__FRAGMENTO DEL DOCUMENTO__

★ ★ ★

Tomé un barco en el pueblo lanzaroteño de Órzola, topónimo que parece vasco, después de cruzar la isla, que ya no es la cuidada por César Manrique, en una guagua ocupada mayoritariamente por guanches de habla tan cerrada a los que apenas entendía, ni ellos a mí. Las isleñas jóvenes y bellas, de piel muy oscura, tienen rasgos árabes y un hablar dulce que recuerda al de las cubanas, aunque también las hay trigueñas de ojos azules.
Durante la travesía marina de media hora escasa un miembro de la tripulación que estaba ocioso se avino a convertirse en improvisado guía turístico al verme solo en la cubierta de arriba. Me habló del despoblado Roque del Este, cuyo cono perfecto es bien visible una vez que el barco abandona el puerto de Órzola y cabecea sobre un moderado mar de fondo; de la Isla de La Alegranza, habitada por un solitario pescador que se niega a dejarla y exhibe su título de propiedad; y Montaña Clara, el cuarto islote que conforma con La Graciosa el archipiélago de Chinijo, reserva biomarina por donde nadan viejas, abadejos, bocinegros y meros. Me explica el locuaz marino como antiguamente, cuando los isleños carecían de agua corriente, la iban a buscar a una fuente de la vecina Lanzarote a la que accedían jugándose el físico por una pared vertical y la cargaban en enormes cubas de vidrio, o como los pescadores cruzaban a sus mujeres el estrecho que separa ambas islas y éstas debían subir la falda de un empinado monte cargadas con el pescado que habían sacado sus maridos para irlo a vender a Haría caminando quince kilómetros, o de qué manera llegó el agua corriente y la electricidad, hace cuarenta años, por un conducto bajo el mar, de la isla grande a esa diminuta a la que me dirijo buscando sol y agua marina.

★ ★ ★

__EJERCICIO ESCRITO 1__
Según el relato de la travesía desde Órzola, ¿hace cuánto tiempo llegaron el agua corriente y la electricidad a la isla pequeña?
__EJERCICIO ESCRITO 2__
Reproduce de forma literal todo lo que va en el relato de la travesía desde Órzola desde «Tomé un barco» hasta «de ojos azules.».
__EJERCICIO ESCRITO 3__
Prosigue el relato de la travesía desde Órzola a partir de su última oración.

★ ★ ★

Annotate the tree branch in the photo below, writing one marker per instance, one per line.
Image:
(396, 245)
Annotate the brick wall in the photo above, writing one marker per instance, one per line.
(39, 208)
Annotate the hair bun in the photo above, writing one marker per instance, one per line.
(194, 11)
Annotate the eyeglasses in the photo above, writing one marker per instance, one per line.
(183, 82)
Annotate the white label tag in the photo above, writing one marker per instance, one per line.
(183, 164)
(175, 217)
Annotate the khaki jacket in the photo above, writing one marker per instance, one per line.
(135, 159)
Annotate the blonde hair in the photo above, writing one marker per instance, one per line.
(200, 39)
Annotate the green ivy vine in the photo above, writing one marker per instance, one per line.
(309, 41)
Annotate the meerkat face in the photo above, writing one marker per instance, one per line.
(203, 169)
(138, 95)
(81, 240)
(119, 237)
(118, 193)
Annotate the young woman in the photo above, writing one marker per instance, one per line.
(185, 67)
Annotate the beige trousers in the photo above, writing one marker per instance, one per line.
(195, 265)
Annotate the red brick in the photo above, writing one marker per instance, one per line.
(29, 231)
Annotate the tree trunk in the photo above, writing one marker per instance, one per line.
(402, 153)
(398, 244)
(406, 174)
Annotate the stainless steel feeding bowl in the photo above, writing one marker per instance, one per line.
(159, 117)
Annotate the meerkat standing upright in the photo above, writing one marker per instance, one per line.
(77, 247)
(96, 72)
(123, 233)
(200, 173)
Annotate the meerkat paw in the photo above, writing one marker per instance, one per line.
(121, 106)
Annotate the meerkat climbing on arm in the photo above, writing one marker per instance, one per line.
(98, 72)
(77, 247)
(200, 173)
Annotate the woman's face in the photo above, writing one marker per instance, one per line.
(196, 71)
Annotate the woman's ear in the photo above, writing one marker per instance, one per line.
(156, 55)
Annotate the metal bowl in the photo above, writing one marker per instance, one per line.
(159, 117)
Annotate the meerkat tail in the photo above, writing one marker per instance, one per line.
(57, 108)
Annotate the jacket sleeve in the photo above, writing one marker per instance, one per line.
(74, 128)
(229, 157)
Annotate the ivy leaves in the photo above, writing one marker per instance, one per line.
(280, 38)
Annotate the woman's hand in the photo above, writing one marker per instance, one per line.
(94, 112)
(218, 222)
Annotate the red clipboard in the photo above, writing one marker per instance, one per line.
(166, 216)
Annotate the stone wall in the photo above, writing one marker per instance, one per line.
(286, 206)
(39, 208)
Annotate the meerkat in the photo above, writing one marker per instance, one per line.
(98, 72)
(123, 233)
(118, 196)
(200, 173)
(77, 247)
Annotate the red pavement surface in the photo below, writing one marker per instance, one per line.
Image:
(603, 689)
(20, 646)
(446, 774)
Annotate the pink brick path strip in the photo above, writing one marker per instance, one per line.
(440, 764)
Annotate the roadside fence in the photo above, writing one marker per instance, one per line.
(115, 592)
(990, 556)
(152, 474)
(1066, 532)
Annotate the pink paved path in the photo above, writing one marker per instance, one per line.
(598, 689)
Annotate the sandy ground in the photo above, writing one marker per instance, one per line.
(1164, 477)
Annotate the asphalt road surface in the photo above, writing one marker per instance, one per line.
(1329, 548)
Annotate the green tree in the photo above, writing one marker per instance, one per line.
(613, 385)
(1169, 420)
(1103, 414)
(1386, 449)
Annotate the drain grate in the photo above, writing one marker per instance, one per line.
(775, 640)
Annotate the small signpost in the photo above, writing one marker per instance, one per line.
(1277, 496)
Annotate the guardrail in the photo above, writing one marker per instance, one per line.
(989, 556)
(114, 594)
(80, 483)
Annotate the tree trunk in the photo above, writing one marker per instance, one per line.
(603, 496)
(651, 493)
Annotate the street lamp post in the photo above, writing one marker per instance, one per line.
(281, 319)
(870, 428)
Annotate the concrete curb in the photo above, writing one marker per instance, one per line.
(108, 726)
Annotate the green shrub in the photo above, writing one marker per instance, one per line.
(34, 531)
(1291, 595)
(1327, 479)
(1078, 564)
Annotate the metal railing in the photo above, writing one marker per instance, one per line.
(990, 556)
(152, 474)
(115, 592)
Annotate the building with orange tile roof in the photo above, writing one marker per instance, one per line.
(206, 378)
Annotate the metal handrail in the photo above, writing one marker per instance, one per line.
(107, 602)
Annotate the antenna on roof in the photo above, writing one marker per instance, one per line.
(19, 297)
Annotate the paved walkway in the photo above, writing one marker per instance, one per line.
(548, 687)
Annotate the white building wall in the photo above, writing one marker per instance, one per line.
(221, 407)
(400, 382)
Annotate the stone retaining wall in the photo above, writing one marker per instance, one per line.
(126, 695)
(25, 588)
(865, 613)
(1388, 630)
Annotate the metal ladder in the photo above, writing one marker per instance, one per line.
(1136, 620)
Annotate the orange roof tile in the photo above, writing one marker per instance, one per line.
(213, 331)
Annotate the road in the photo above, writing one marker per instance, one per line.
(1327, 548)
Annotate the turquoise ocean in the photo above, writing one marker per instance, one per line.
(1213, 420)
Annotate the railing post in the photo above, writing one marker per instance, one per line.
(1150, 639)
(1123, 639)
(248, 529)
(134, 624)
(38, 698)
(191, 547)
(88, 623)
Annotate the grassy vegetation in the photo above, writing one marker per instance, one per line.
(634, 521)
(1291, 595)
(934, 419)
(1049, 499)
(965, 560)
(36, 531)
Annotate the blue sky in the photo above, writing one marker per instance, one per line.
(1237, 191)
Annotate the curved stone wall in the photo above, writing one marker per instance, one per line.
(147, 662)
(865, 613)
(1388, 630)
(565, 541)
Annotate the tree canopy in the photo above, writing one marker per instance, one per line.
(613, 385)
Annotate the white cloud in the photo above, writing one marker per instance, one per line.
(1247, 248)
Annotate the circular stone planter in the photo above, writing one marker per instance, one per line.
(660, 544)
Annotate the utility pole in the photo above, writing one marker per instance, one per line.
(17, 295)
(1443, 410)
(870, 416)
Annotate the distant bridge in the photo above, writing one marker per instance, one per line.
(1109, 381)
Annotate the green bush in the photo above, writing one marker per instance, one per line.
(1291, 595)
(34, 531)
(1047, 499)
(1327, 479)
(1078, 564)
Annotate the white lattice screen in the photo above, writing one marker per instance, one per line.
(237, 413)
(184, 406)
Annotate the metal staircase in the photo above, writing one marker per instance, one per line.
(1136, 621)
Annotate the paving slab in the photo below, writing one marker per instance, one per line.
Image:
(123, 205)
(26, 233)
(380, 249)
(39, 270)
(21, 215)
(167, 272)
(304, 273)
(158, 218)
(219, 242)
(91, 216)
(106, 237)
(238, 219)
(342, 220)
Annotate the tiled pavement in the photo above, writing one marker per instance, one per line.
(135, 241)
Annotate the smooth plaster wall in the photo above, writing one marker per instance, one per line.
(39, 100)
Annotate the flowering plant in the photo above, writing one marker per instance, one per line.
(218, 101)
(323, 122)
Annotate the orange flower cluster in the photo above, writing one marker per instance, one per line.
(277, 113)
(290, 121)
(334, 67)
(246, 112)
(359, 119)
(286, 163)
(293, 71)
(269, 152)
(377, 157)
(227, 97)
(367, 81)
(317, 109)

★ ★ ★

__RESULTADO FINAL 1__
Hace cuarenta años, por un conducto bajo el mar desde la isla grande.

__RESULTADO FINAL 2__
Tomé un barco en el pueblo lanzaroteño de Órzola, topónimo que parece vasco, después de cruzar la isla, que ya no es la cuidada por César Manrique, en una guagua ocupada mayoritariamente por guanches de habla tan cerrada a los que apenas entendía, ni ellos a mí. Las isleñas jóvenes y bellas, de piel muy oscura, tienen rasgos árabes y un hablar dulce que recuerda al de las cubanas, aunque también las hay trigueñas de ojos azules.

__RESULTADO FINAL 3__
Una tal Montse que, con ese nombre, debe de ser catalana aunque no me lo confiesa, me sale a recibir al puerto de Caleta del Sebo en cuanto amarra el trasbordador, y en su cuatro por cuatro, por los caminos arenosos de la población, que parecen del Far West, me lleva hasta el apartamento que contraté vía Internet. Es perfecto: silencioso, bastante amplio y con terraza con vistas al mar y a la impresionante pared del mirador del Río que con sus 467 metros de altura parece que vaya a sepultar la isla. Por el camino Montse me ha ido informando de los horarios de la lonja de pescado, me ha señalado los dos supermercados, los tres bares, los dos restaurantes y un bar de copas musical que hay en el muelle. No veo ninguna iglesia.
El tiempo es distinto aquí abajo, tan al sur. Las horas que mediaron para la puesta de sol se dilataron. Primero cargué de comida en un supermercado y luego me fui a dar un paseo a una playa cercana disparando mi cámara ante cada gaviota encaramada a los tejados y a unos curiosos patos de pico carnoso que deambulaban por la playa buscando alimento bajo las piedras. ¿Patos marinos? Nunca los había visto. Llegué a una despoblada playa en cuanto dejé las últimas casas blanqueadas con los marcos de las puertas azulados del pueblo y me tumbé sobre la arena, junto a unos matojos, a ver cómo desaparecía la luz del sol. Así permanecí una hora hasta que la oscuridad empezó a dominar y una brisa marina bajó la temperatura. Entonces regresé a la que será mi casa por mis próximos siete días, me hice la cena, vi las noticias y me fui raudo a la cama, muerto de sueño.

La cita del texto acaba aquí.